___ Source passage
Following is the Outcomes posted by the City:
Read the rest of this entry »

November 5th, 2006

Mayor & Council Meeting, Monday, 11/06/06 (Updated)

Update: The City has published an Outcomes document for this meeting, as well as the Video, two parts: Part 1, Part 2.

The agenda for Monday Night’s Council meeting is extensive — more than two dozen items in seventeen segments — so I’ll just hit a few highlights here. Refer to the agenda as posted on the City’s website for complete details.

  • The City Manager’s Day Laborer Report. As this is the first meeting since the failure of the Festival site, I have no idea what Mr. Humpton might have to say here.
  • Joint public hearing on SDP-06-005 for Crown Farm. I’ve discussed this previously.
  • The draft anti-solicitation ordinance.
  • T-379, affordable housing ordinance. Note that the latest background materials reflect the planning commission’s recommendation for alternative 2 of the ordinance, which treats Olde Towne as a special case. The planning commission also suggested that the ordinance “require affordable housing as Olde Towne approaches the same levels of vitality as the remainder of the City”, although this would happen automatically if my suggestion — that the ordinance merely be sensitive to the amount of affordable housing near any proposed project — were implemented.
  • The 120-day deferral ordinance, which in my estimation is probably dead in the water, given the progress on T-379. One interesting aspect of this, however, is the list given in the background materials of all the redevelopment projects currently under consideration. This is yet another bit-mapped PDF, so what follows is OCR’d, and the original document should be consulted before commenting. I’m more or less familiar with almost all of the projects listed here except for the last one, for “redeveloping several blocks of North Frederick Avenue”. I find this quite interesting, because the entirety of North Frederick Ave is not much more than “several” blocks long in the first place. Such a project could have a major impact on what many people see as “Gaithersburg”.
______
Do this:
Copy out the council meeting post above word for word, from start to finish.
___ Data extract
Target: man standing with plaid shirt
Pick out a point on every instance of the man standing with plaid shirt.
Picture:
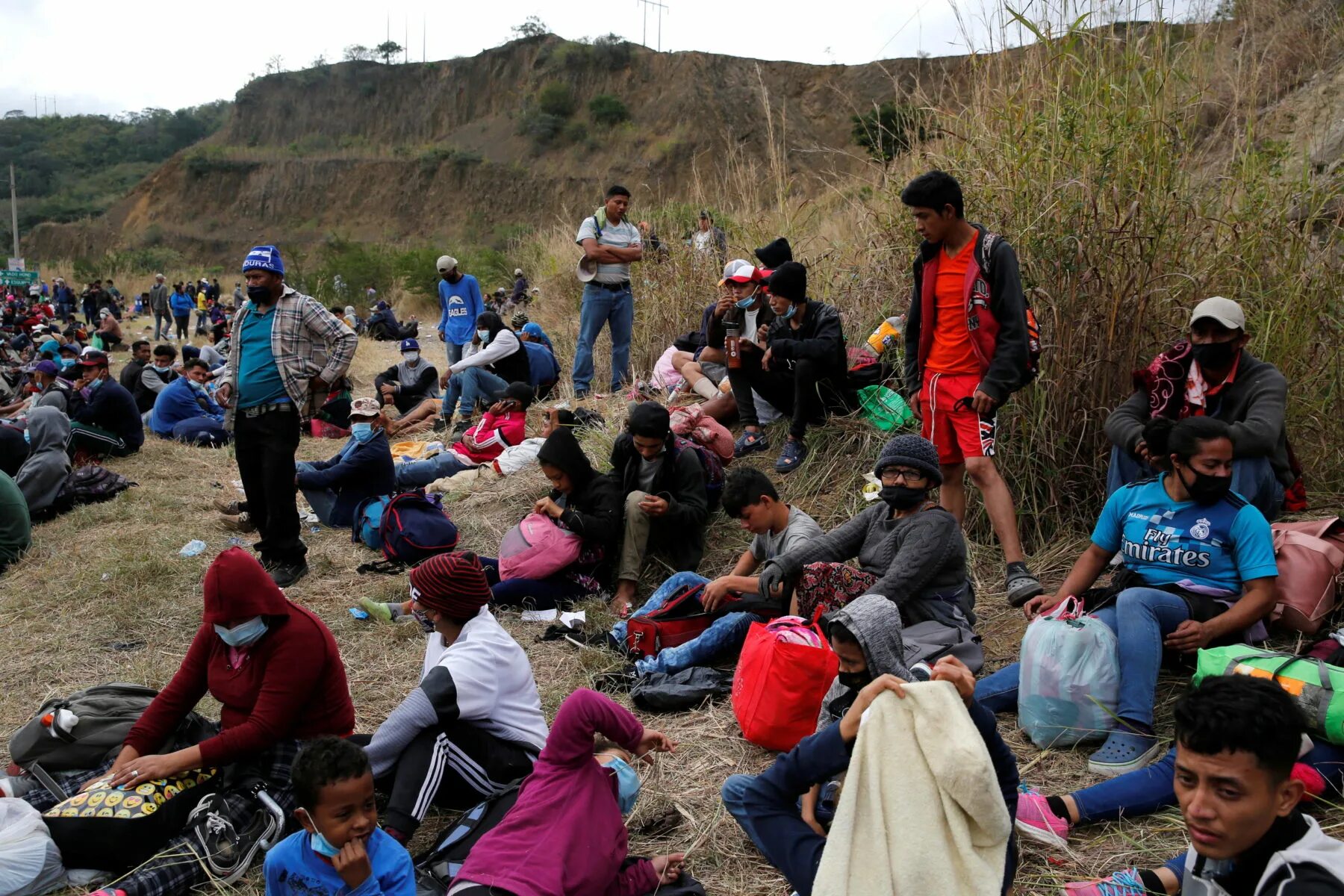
______
Response below:
Following is the Outcomes posted by the City:
Read the rest of this entry »

November 5th, 2006

Mayor & Council Meeting, Monday, 11/06/06 (Updated)

Update: The City has published an Outcomes document for this meeting, as well as the Video, two parts: Part 1, Part 2.

The agenda for Monday Night’s Council meeting is extensive — more than two dozen items in seventeen segments — so I’ll just hit a few highlights here. Refer to the agenda as posted on the City’s website for complete details.

  • The City Manager’s Day Laborer Report. As this is the first meeting since the failure of the Festival site, I have no idea what Mr. Humpton might have to say here.
  • Joint public hearing on SDP-06-005 for Crown Farm. I’ve discussed this previously.
  • The draft anti-solicitation ordinance.
  • T-379, affordable housing ordinance. Note that the latest background materials reflect the planning commission’s recommendation for alternative 2 of the ordinance, which treats Olde Towne as a special case. The planning commission also suggested that the ordinance “require affordable housing as Olde Towne approaches the same levels of vitality as the remainder of the City”, although this would happen automatically if my suggestion — that the ordinance merely be sensitive to the amount of affordable housing near any proposed project — were implemented.
  • The 120-day deferral ordinance, which in my estimation is probably dead in the water, given the progress on T-379. One interesting aspect of this, however, is the list given in the background materials of all the redevelopment projects currently under consideration. This is yet another bit-mapped PDF, so what follows is OCR’d, and the original document should be consulted before commenting. I’m more or less familiar with almost all of the projects listed here except for the last one, for “redeveloping several blocks of North Frederick Avenue”. I find this quite interesting, because the entirety of North Frederick Ave is not much more than “several” blocks long in the first place. Such a project could have a major impact on what many people see as “Gaithersburg”.